— Start of Records provided —

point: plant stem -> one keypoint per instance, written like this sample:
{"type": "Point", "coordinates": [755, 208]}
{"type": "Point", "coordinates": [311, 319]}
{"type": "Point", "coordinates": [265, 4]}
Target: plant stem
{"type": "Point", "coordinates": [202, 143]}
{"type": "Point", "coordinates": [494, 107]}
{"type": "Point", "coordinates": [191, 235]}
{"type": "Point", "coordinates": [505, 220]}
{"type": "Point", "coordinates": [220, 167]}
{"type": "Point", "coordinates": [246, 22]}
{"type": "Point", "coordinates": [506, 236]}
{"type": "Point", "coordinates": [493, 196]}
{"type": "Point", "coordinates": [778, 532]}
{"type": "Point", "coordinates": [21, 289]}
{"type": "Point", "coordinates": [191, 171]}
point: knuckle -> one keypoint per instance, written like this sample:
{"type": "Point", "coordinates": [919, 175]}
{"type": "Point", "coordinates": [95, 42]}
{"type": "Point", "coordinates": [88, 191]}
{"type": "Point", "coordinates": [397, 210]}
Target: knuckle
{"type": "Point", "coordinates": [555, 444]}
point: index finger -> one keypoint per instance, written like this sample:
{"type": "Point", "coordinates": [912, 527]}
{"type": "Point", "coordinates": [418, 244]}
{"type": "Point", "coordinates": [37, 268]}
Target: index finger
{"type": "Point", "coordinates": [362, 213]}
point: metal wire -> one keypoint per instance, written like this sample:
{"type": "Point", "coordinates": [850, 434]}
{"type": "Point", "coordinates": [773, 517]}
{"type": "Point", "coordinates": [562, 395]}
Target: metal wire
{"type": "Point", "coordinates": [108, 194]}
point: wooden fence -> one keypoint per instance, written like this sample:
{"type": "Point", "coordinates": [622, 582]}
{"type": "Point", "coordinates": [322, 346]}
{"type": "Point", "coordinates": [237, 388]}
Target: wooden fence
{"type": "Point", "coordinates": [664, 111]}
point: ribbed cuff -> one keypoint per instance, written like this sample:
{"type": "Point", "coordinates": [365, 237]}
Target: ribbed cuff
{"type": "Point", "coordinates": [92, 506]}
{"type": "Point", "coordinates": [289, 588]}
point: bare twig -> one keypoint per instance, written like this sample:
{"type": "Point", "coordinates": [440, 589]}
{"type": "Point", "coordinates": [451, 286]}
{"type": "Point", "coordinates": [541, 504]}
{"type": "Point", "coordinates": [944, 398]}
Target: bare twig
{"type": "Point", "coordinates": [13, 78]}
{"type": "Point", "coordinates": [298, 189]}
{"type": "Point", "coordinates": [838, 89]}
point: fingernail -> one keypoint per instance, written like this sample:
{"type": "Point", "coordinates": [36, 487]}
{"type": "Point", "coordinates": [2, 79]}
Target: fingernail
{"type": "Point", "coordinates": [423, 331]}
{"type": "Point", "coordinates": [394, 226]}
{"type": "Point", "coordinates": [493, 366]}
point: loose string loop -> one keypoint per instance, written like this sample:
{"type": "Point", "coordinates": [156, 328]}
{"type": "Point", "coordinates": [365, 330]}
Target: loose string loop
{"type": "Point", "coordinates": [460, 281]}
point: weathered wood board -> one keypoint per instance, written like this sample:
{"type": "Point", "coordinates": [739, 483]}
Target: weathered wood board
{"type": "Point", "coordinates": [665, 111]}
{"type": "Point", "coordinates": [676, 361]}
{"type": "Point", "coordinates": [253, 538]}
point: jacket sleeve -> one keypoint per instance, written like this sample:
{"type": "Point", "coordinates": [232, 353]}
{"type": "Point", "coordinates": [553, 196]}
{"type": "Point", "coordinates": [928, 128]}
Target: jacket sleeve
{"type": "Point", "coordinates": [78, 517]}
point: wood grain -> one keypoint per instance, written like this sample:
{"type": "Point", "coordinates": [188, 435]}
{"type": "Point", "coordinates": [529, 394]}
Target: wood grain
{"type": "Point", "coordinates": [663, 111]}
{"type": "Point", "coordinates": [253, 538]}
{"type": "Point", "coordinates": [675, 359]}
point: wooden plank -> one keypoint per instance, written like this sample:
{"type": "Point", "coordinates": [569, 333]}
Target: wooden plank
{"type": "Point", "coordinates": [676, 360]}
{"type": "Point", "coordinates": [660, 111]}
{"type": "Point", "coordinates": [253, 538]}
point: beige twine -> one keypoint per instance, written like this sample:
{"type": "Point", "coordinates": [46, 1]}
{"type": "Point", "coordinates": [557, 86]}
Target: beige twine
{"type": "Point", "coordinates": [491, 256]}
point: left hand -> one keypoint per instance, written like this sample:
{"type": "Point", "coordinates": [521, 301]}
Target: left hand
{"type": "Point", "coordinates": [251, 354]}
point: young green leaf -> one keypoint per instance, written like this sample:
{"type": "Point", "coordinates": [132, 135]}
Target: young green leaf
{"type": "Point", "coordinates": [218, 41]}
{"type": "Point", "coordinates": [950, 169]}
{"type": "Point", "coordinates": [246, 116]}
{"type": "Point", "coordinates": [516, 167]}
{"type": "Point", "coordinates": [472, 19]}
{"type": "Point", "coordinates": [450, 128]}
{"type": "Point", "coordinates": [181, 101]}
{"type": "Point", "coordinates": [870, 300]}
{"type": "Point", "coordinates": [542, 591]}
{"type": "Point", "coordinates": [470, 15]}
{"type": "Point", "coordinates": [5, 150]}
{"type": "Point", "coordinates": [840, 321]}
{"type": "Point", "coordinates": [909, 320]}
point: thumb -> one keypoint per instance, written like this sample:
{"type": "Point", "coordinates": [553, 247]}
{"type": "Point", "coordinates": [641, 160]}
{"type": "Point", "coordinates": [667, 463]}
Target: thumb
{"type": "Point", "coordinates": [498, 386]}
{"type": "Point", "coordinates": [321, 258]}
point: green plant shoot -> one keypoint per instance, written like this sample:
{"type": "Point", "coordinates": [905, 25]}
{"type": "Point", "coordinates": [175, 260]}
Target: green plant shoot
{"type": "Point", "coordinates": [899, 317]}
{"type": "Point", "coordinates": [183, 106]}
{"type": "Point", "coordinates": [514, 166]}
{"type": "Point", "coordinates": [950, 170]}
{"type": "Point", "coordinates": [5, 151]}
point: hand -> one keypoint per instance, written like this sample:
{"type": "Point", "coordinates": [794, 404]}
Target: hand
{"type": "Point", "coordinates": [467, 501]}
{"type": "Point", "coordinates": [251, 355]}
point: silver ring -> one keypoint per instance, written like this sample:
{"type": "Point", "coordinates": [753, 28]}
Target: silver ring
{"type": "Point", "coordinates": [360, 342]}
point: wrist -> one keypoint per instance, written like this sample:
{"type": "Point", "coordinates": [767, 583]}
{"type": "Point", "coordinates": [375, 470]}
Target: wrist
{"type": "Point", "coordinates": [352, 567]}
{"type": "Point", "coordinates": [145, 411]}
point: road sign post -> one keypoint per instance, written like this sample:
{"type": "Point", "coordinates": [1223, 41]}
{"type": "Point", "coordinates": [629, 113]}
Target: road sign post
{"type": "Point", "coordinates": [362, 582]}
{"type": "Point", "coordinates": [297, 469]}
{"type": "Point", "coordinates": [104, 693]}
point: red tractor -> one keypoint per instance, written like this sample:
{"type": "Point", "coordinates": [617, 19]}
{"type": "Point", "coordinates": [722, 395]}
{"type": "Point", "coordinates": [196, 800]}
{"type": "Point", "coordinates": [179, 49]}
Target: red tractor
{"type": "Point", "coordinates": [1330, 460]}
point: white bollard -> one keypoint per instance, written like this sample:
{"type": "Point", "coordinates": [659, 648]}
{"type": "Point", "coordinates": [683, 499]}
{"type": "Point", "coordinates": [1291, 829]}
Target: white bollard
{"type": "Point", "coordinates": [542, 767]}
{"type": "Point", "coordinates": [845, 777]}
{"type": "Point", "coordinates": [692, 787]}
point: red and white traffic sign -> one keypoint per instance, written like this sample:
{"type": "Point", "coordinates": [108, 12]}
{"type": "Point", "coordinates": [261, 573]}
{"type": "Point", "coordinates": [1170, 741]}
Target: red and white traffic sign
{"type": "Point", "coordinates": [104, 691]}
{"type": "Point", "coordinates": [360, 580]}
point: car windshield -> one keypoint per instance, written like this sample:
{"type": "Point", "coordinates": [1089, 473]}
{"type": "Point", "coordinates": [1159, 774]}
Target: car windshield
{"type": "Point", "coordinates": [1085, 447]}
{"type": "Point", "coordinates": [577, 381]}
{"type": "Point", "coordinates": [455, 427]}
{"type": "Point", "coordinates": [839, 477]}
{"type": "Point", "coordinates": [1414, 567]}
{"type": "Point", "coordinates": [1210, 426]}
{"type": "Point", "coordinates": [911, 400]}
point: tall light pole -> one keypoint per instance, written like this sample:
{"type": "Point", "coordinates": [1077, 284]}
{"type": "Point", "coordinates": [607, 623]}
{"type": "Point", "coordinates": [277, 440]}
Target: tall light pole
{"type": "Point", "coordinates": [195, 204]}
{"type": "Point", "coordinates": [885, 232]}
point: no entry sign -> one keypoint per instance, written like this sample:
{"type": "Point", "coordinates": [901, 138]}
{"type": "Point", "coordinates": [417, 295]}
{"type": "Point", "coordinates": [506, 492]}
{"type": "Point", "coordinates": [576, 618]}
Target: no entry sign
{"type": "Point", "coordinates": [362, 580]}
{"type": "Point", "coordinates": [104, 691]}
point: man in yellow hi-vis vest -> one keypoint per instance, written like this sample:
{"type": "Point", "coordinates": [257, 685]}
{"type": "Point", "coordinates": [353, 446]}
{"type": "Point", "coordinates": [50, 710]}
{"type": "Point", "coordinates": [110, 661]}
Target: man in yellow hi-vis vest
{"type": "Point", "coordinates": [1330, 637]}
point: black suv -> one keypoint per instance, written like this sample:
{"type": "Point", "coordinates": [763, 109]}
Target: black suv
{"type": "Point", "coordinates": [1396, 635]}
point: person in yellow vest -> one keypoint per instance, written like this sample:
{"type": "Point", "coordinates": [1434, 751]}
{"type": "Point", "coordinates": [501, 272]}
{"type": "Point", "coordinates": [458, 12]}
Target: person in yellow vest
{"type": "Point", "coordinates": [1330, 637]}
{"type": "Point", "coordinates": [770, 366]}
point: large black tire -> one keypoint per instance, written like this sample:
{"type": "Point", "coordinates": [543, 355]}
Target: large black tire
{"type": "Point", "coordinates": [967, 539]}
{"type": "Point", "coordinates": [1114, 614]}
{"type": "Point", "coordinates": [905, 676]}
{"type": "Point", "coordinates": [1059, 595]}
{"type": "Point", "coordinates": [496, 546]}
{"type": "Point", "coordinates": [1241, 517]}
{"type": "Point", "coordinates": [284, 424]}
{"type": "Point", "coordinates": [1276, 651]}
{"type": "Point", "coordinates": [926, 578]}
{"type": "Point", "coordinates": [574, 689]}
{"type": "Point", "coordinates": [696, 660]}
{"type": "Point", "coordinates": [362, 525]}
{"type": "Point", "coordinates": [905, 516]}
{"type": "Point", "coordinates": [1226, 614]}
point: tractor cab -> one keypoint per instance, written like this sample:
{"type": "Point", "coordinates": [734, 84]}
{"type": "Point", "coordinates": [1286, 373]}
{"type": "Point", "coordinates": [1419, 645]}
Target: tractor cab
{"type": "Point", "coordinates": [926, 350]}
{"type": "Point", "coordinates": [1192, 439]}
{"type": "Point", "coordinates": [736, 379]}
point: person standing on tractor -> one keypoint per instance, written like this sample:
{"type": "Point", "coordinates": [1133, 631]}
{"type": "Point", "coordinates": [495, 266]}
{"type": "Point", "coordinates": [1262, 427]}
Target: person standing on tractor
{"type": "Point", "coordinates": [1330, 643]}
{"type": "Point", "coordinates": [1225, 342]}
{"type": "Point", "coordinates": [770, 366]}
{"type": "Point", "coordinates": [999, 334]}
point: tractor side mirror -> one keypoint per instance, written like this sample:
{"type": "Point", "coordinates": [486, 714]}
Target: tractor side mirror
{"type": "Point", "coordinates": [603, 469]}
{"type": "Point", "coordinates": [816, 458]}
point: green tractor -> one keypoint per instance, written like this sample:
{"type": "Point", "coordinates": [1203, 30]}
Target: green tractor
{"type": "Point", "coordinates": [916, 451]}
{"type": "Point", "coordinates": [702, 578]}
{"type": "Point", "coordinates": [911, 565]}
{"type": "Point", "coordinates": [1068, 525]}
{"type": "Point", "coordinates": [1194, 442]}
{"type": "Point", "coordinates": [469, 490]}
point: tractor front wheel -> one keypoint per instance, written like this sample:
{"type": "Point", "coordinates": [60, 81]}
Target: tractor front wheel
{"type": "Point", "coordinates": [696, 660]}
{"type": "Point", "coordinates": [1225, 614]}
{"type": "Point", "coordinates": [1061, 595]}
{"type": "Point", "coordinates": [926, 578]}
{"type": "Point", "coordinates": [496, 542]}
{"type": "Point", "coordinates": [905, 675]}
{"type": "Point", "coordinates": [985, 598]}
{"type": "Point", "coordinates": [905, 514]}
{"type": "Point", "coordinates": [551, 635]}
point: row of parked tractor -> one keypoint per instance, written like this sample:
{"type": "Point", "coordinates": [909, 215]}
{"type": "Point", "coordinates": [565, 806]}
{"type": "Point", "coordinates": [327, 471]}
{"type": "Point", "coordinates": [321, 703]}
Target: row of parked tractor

— End of Records provided —

What this task involves
Transcribe, without changes, the lines between the one containing "point: red tractor" and the one containing "Target: red tractor", inclusive.

Answer for the task
point: red tractor -> one keypoint per instance, written like this sample:
{"type": "Point", "coordinates": [617, 19]}
{"type": "Point", "coordinates": [722, 395]}
{"type": "Point", "coordinates": [196, 800]}
{"type": "Point", "coordinates": [179, 49]}
Target: red tractor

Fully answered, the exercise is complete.